§ **What you should do**
For this task, output every entry below exactly and omit the pictures.

§ **Records for the exercise**
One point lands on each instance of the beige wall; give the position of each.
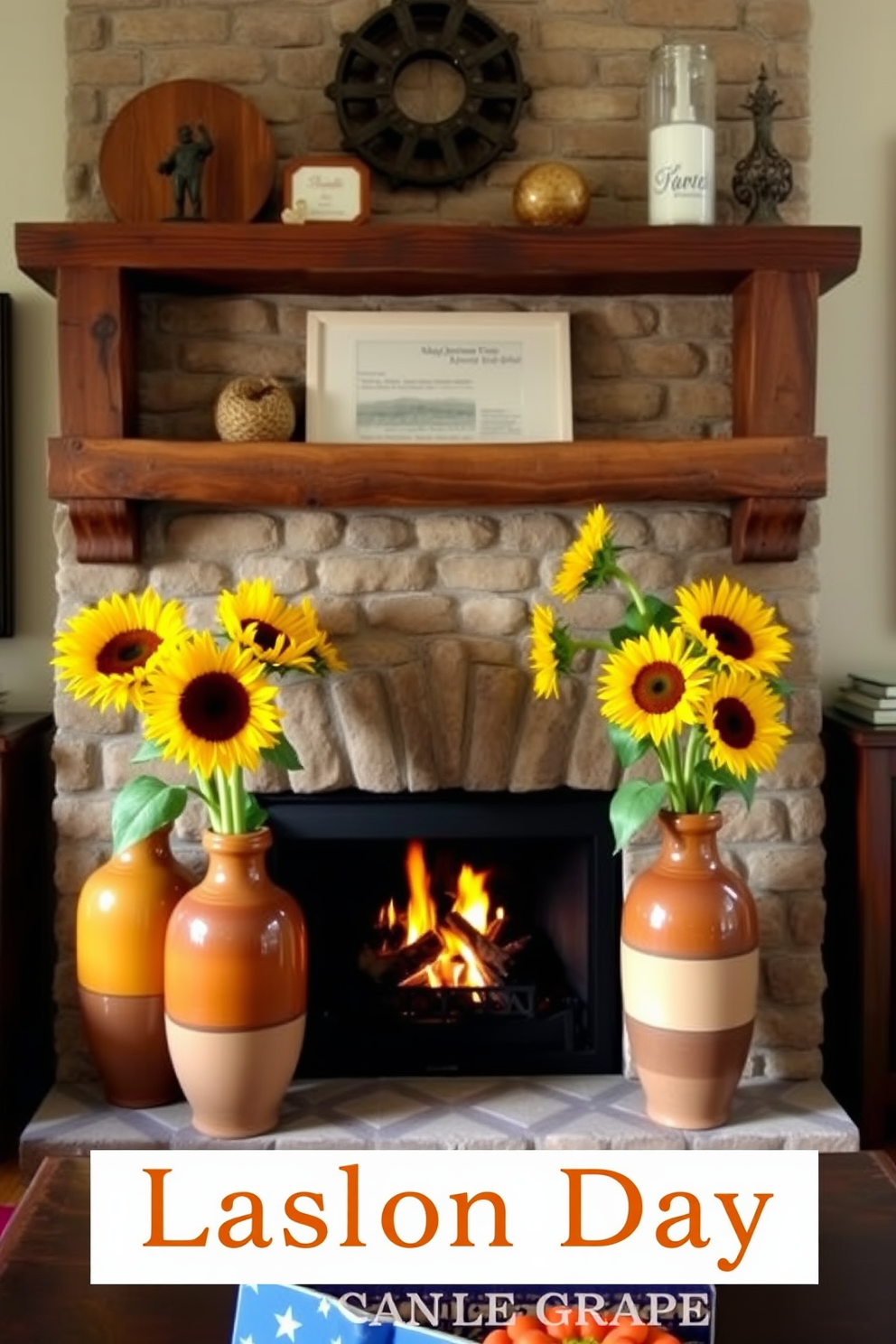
(854, 181)
(33, 137)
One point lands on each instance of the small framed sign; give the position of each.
(327, 190)
(438, 378)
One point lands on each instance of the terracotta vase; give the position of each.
(120, 952)
(689, 976)
(236, 989)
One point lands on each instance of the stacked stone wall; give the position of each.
(432, 608)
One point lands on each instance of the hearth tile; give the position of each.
(521, 1102)
(449, 1090)
(586, 1087)
(458, 1131)
(191, 1139)
(382, 1105)
(595, 1129)
(311, 1131)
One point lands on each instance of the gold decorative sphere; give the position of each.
(551, 194)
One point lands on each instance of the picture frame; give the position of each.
(333, 189)
(7, 619)
(438, 378)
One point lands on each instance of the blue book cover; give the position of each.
(338, 1315)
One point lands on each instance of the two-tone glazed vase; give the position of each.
(689, 976)
(236, 989)
(120, 949)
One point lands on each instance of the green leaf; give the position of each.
(658, 614)
(631, 807)
(626, 746)
(283, 754)
(146, 751)
(725, 781)
(256, 815)
(782, 687)
(144, 806)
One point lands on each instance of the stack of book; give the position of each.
(869, 698)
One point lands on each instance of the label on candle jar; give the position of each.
(681, 175)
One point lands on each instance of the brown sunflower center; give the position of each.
(266, 635)
(215, 707)
(658, 687)
(733, 722)
(126, 650)
(731, 638)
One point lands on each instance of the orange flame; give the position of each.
(457, 964)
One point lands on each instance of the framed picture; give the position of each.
(440, 378)
(5, 468)
(327, 190)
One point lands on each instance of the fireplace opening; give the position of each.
(454, 933)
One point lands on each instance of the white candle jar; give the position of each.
(681, 152)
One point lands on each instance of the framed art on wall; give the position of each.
(5, 468)
(440, 378)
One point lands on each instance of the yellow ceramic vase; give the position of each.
(236, 989)
(120, 949)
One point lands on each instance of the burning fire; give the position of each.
(455, 961)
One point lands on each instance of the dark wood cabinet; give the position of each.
(860, 933)
(27, 947)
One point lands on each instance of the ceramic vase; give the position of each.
(236, 989)
(689, 976)
(120, 949)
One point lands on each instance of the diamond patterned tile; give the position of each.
(521, 1104)
(382, 1105)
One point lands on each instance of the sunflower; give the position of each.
(211, 707)
(551, 652)
(733, 625)
(652, 687)
(590, 561)
(107, 649)
(742, 716)
(258, 619)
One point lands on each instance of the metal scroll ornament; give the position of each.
(416, 152)
(763, 178)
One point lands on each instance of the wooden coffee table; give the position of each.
(46, 1296)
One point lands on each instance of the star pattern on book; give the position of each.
(288, 1324)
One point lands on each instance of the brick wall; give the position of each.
(432, 609)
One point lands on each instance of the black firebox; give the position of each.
(454, 933)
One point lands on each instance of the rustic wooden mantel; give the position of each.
(769, 470)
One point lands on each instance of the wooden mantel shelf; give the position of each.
(406, 259)
(769, 470)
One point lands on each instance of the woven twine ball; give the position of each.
(254, 409)
(551, 194)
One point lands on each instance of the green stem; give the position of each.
(210, 800)
(225, 801)
(238, 800)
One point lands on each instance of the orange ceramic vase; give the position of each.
(120, 950)
(236, 989)
(689, 976)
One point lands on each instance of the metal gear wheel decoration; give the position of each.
(440, 152)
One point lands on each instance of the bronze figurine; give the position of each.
(185, 165)
(763, 178)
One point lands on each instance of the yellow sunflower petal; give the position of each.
(107, 650)
(652, 686)
(733, 625)
(543, 655)
(277, 632)
(211, 707)
(587, 556)
(744, 723)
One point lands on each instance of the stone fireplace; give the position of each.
(430, 608)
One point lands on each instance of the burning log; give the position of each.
(391, 968)
(496, 960)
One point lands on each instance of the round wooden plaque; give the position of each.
(237, 178)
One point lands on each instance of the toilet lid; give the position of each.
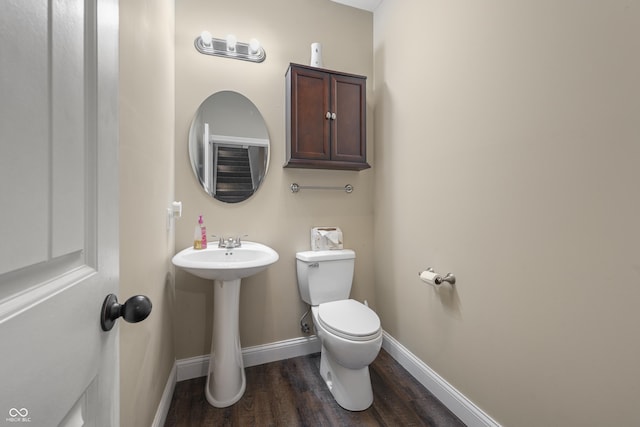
(349, 318)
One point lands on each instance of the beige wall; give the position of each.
(507, 152)
(270, 306)
(146, 189)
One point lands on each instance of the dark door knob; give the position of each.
(134, 310)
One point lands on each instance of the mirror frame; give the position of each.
(237, 133)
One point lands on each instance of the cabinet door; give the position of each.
(309, 107)
(348, 131)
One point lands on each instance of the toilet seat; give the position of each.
(349, 319)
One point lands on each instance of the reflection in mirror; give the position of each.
(229, 146)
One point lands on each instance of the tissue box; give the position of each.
(324, 238)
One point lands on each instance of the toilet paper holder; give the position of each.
(449, 278)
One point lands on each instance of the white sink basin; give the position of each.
(226, 381)
(216, 263)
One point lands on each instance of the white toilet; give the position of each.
(349, 331)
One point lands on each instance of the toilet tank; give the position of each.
(325, 276)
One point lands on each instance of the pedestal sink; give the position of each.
(226, 380)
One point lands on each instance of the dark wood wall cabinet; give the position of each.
(326, 119)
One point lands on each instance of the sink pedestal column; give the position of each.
(226, 380)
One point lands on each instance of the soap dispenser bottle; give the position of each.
(203, 233)
(197, 235)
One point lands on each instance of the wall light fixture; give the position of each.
(230, 47)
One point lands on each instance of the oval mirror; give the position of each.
(229, 146)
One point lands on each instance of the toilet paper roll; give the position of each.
(432, 278)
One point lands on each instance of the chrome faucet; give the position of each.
(230, 242)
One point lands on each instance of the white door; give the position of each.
(58, 211)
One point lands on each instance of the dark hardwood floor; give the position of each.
(292, 393)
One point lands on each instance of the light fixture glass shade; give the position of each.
(231, 43)
(206, 37)
(254, 46)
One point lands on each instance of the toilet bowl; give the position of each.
(351, 338)
(349, 331)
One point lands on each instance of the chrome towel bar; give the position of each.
(295, 188)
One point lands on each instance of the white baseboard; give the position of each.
(198, 366)
(455, 401)
(165, 402)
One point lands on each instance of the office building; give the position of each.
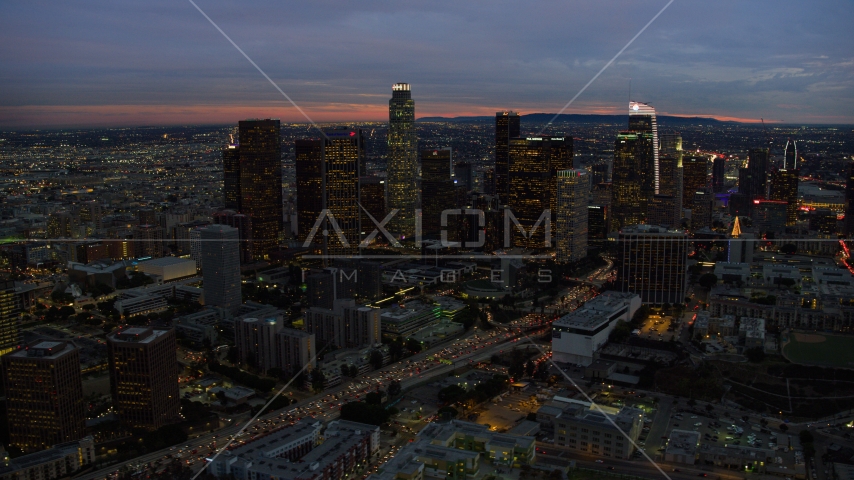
(719, 174)
(220, 254)
(11, 307)
(695, 175)
(58, 461)
(328, 197)
(753, 179)
(243, 224)
(255, 341)
(144, 376)
(597, 223)
(44, 395)
(632, 179)
(346, 325)
(402, 158)
(231, 177)
(671, 180)
(662, 211)
(784, 187)
(848, 224)
(167, 268)
(534, 163)
(652, 263)
(600, 173)
(578, 335)
(372, 195)
(296, 452)
(148, 241)
(642, 121)
(437, 193)
(571, 224)
(295, 349)
(701, 209)
(507, 126)
(146, 216)
(261, 182)
(588, 430)
(769, 216)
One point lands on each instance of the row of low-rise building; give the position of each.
(44, 393)
(265, 343)
(578, 335)
(301, 452)
(456, 450)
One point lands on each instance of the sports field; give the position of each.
(820, 349)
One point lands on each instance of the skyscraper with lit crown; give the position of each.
(402, 161)
(571, 225)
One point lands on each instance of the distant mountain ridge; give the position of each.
(583, 118)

§ **Finished task**
One point lands on each instance of the beige wall; give the position of each.
(854, 181)
(33, 137)
One point lands on each instance of the small framed sign; give the position of each.
(327, 190)
(438, 378)
One point lands on each instance of the terracotta vase; give the position of each.
(120, 952)
(689, 976)
(236, 989)
One point lands on each instance of the stacked stone wall; give the position of each.
(432, 608)
One point lands on each instance of the hearth tile; give the position of each.
(521, 1102)
(449, 1090)
(586, 1087)
(458, 1131)
(191, 1139)
(382, 1105)
(595, 1129)
(311, 1131)
One point lands on each instance of the gold decorative sphere; give the position of each.
(551, 194)
One point lands on each instance of the picture frame; give the position of each.
(333, 189)
(7, 619)
(438, 378)
One point lands on each instance of the blue book cover; give the position of each.
(338, 1315)
One point lands on each instance of the two-tone glazed vase; give the position of each.
(689, 976)
(236, 989)
(120, 949)
One point lands on each instance of the green leaf; give the position of each.
(658, 614)
(631, 807)
(626, 746)
(283, 754)
(146, 751)
(725, 781)
(256, 815)
(782, 687)
(144, 806)
One point lands on each instance of the stack of book; give the position of each.
(869, 698)
One point lands on each instance of the label on candle jar; give the position of each.
(681, 175)
One point lands on each instance of the brown sunflower center; give the position of each.
(266, 635)
(215, 707)
(658, 687)
(733, 722)
(126, 650)
(731, 638)
One point lands on each instance of the orange flame; give the position of each.
(457, 964)
One point lands on each instance of the framed picture; give the position of each.
(440, 378)
(5, 468)
(327, 190)
One point lands on each instance of the fireplace opening; give the position of each.
(454, 933)
One point lands on each instance of the white candle jar; give the position of each.
(681, 152)
One point lands on each instance of the framed art on wall; give the position of each.
(5, 468)
(440, 378)
One point lands on each instance of the yellow ceramic vase; give the position of each.
(236, 989)
(120, 949)
One point lands on each instance of the burning fire; give the position of each.
(455, 961)
One point lands on each instance of the dark wood cabinet; give the position of each.
(860, 933)
(27, 947)
One point lands on each instance of the ceramic vase; give the position of each.
(236, 989)
(689, 976)
(120, 949)
One point lands on each instance of the diamond patterned tile; give the position of each.
(521, 1104)
(382, 1105)
One point lands on each instance of the sunflower; give the position of each.
(211, 707)
(551, 652)
(733, 625)
(652, 687)
(590, 561)
(107, 649)
(742, 716)
(258, 619)
One point lands on each instance of the metal scroll ornament; give the position of each.
(416, 152)
(763, 178)
One point lands on each instance of the wooden coffee table; give the position of each.
(46, 1296)
One point lands on each instance of the star pattern on book; give the position of each.
(288, 1324)
One point lands on each instance of the brick wall; give the position of each.
(432, 609)
One point lands on each instance of the black firebox; give the position of each.
(454, 933)
One point lands on each instance of the rustic wooden mantel; give the position of each.
(769, 470)
One point lands on each instance of the wooden mantel shelf; give the position of each.
(406, 259)
(769, 470)
One point lands on each instance of the woven twine ball; give the position of each.
(254, 409)
(551, 194)
One point lands on each instance of the green stem; give the position of each.
(210, 800)
(225, 801)
(238, 800)
One point lands on each instance of the orange ceramic vase; give the position of each.
(120, 950)
(236, 989)
(689, 976)
One point lands on each instance of the metal gear wheel decoration; give the position of each.
(440, 152)
One point lands on each instance of the bronze figurine; give the position of each.
(185, 165)
(763, 178)
One point lands on each instance of the yellow sunflower petal; give the position of each.
(107, 650)
(652, 686)
(733, 625)
(543, 655)
(277, 632)
(211, 707)
(587, 556)
(744, 723)
One point lands on each instance of the stone fireplace; give the position of each.
(430, 608)
One point lands on each instance of the burning log; give the position of each.
(391, 968)
(496, 960)
One point lands on each instance of the round wooden plaque; give the position of each.
(237, 178)
One point lands on each instance of the toilet lid; give the position of each.
(349, 318)
One point lands on each instance of the beige wall; give the position of each.
(507, 152)
(270, 306)
(146, 189)
One point lands on each instance of the dark door knob; give the position of each.
(134, 310)
One point lands on each instance of the mirror frame; give the position of each.
(237, 133)
One point lands on each instance of the cabinet door; give the position of each.
(309, 107)
(348, 131)
One point lands on each instance of the toilet seat; give the position of each.
(349, 319)
One point lands on each instance of the reflection in mirror; give the position of each.
(229, 146)
One point lands on each instance of the tissue box; give the position of each.
(324, 238)
One point lands on each instance of the toilet paper holder; give the position of each.
(449, 278)
One point lands on each instance of the white sink basin; give the position of each.
(226, 381)
(216, 263)
One point lands on each instance of the white toilet; give the position of each.
(349, 331)
One point lands on each instance of the toilet tank; give the position of each.
(325, 276)
One point lands on each instance of the pedestal sink; give the position of each.
(226, 380)
One point lands on each instance of the dark wood wall cabinet; give the position of each.
(326, 119)
One point lands on each instance of the sink pedestal column; give the position of each.
(226, 380)
One point lands on each instance of the soap dispenser bottle; give the position of each.
(203, 233)
(197, 235)
One point lands on each instance of the wall light fixture; give the position of each.
(230, 47)
One point lands on each instance of the oval mirror; give the position of each.
(229, 146)
One point lands on each instance of the toilet paper roll; give the position of each.
(432, 278)
One point lands on each instance of the chrome faucet; give the position of each.
(230, 242)
One point lands on each instance of the white door; give the position of each.
(58, 211)
One point lands on each instance of the dark hardwood floor; give the position of each.
(292, 393)
One point lands on each instance of the light fixture glass shade; give the position of each.
(231, 43)
(206, 37)
(254, 46)
One point lands on each instance of the toilet bowl; give the position of each.
(351, 338)
(349, 331)
One point lands on each instance of the chrome towel bar; give the position of each.
(295, 188)
One point lands on each instance of the white baseboard; give the position of each.
(198, 366)
(455, 401)
(165, 402)
One point lands on each instance of the office building; give the position of each.
(719, 174)
(220, 254)
(11, 307)
(695, 175)
(58, 461)
(328, 197)
(753, 179)
(243, 224)
(255, 341)
(144, 376)
(597, 223)
(44, 395)
(632, 179)
(346, 325)
(402, 158)
(231, 177)
(671, 180)
(662, 211)
(784, 187)
(848, 224)
(167, 268)
(534, 163)
(652, 263)
(600, 173)
(578, 335)
(372, 195)
(296, 452)
(148, 241)
(642, 121)
(437, 193)
(571, 224)
(295, 349)
(701, 209)
(507, 126)
(146, 216)
(261, 182)
(588, 430)
(769, 216)
One point lands on each instance of the row of low-rise building; give the position of each.
(44, 393)
(265, 343)
(578, 335)
(301, 452)
(456, 450)
One point lands on each instance of the sports field; give the position of each.
(820, 349)
One point lands on each instance of the skyscraper with lit crown; give the position of each.
(402, 161)
(571, 225)
One point lands on each instance of the distant mountain ridge; give the position of each.
(583, 118)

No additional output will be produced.